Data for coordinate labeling
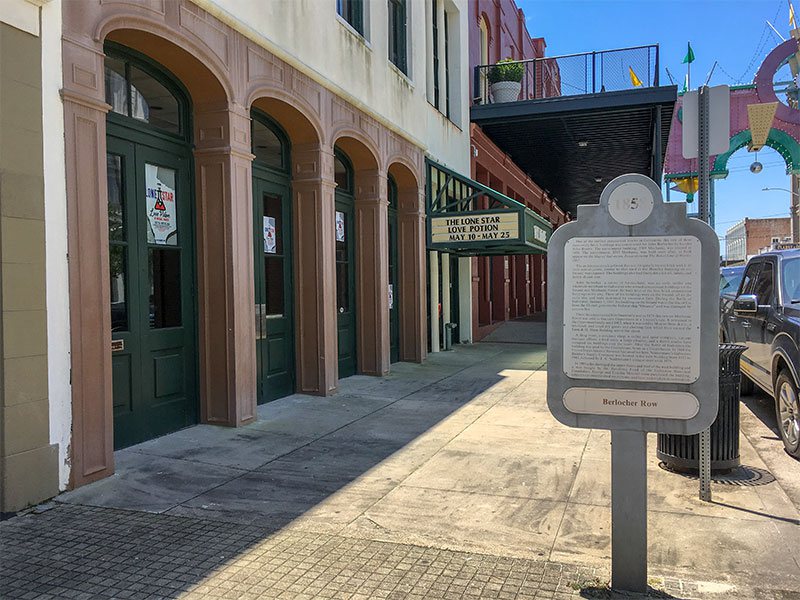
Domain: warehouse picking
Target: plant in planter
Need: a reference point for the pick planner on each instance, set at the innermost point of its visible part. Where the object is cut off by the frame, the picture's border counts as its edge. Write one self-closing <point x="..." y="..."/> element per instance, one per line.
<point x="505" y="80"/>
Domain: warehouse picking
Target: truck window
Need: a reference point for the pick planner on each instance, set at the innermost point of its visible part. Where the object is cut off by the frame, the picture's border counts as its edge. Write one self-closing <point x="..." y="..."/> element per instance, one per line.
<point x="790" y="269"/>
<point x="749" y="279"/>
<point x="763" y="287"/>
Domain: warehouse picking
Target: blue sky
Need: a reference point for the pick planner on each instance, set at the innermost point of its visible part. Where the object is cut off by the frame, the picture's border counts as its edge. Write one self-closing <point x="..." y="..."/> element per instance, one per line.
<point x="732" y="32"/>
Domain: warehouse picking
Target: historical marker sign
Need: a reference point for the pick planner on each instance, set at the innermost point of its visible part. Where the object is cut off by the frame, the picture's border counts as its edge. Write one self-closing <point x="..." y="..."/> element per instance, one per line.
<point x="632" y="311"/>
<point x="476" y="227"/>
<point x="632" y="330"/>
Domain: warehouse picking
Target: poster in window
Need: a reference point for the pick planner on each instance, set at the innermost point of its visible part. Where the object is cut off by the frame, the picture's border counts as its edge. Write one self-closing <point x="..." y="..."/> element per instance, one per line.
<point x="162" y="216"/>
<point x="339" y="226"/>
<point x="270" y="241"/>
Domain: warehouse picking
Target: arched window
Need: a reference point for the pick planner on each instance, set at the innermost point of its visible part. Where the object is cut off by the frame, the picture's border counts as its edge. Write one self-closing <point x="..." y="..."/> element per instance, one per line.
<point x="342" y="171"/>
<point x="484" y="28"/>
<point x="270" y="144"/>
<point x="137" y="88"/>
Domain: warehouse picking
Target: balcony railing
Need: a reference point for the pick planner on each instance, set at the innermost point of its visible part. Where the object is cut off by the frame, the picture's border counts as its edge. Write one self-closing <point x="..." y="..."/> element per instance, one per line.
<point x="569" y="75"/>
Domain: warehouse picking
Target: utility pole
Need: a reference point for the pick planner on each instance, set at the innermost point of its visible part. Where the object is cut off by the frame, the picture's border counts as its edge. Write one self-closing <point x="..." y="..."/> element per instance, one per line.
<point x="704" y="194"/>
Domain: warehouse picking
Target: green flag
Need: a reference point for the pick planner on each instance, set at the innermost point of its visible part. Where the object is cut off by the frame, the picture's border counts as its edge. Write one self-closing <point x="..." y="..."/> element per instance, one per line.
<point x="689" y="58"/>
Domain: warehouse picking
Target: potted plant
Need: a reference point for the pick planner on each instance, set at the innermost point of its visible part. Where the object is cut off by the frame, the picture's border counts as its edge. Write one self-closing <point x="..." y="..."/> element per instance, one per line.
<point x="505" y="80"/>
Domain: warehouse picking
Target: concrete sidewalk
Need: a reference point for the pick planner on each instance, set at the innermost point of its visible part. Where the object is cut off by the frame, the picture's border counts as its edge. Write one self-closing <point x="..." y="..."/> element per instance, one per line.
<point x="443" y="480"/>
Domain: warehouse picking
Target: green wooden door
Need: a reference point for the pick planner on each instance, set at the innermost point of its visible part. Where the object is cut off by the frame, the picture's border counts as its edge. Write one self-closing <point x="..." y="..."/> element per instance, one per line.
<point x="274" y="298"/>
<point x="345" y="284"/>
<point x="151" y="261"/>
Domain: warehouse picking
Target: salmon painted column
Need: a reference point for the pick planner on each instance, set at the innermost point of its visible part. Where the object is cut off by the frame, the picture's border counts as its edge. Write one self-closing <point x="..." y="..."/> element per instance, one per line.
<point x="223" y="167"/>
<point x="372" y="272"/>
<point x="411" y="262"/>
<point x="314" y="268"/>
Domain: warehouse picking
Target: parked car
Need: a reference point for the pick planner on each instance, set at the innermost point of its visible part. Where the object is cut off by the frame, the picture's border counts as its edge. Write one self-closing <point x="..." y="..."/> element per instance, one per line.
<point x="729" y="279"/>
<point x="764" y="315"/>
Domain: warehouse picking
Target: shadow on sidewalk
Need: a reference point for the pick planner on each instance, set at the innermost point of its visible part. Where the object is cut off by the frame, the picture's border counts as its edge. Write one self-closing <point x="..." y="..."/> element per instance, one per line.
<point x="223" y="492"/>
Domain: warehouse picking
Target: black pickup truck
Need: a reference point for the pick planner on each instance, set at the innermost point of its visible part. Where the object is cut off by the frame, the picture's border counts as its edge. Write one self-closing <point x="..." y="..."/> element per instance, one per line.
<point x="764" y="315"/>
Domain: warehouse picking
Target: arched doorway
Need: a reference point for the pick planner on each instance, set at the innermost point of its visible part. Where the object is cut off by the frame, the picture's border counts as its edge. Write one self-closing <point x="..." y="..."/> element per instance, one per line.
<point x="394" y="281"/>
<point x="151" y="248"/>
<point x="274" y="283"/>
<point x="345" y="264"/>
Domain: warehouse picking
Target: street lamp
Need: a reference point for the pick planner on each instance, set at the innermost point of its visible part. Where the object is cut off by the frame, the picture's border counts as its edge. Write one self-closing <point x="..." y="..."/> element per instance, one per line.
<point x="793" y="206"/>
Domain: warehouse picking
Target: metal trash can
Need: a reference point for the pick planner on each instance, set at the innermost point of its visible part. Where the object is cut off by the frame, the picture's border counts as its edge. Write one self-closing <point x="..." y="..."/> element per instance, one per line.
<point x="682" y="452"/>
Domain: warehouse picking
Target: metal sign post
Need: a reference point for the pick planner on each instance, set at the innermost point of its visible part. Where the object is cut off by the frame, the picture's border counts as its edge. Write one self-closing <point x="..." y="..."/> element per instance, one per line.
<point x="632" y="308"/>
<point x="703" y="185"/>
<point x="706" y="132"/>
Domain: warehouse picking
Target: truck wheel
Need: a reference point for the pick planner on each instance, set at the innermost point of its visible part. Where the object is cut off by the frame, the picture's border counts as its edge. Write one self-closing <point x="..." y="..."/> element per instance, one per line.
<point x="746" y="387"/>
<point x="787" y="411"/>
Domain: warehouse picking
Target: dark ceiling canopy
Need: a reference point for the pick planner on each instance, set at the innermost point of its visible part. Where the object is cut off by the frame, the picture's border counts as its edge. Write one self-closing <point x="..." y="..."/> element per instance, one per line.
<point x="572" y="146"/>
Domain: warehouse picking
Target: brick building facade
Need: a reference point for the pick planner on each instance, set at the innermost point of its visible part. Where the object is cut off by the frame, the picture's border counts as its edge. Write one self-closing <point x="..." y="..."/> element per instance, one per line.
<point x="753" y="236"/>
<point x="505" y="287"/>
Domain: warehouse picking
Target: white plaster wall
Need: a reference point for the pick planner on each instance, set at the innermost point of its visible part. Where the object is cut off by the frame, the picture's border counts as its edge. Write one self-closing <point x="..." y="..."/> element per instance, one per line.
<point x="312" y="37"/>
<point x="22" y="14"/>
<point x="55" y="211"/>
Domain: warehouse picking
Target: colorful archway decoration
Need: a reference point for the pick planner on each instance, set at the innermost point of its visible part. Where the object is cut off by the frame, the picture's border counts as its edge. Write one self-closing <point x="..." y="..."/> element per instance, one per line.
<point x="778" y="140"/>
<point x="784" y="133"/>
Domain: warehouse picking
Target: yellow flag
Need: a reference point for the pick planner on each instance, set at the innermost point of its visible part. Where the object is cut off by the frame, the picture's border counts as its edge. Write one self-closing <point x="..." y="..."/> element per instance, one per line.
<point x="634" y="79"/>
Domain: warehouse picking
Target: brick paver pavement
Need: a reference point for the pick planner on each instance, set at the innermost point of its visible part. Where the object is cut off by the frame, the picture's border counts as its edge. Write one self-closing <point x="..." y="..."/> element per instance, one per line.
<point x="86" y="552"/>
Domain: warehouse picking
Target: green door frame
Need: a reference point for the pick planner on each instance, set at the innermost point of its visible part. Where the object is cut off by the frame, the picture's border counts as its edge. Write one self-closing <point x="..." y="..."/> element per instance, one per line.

* [WHAT YOU SHOULD DO]: Pull out every line in the material above that contains the string "sign", and copy each one in full.

* [EXERCISE RESPONSE]:
Target: historical marker sign
Target: metal sign post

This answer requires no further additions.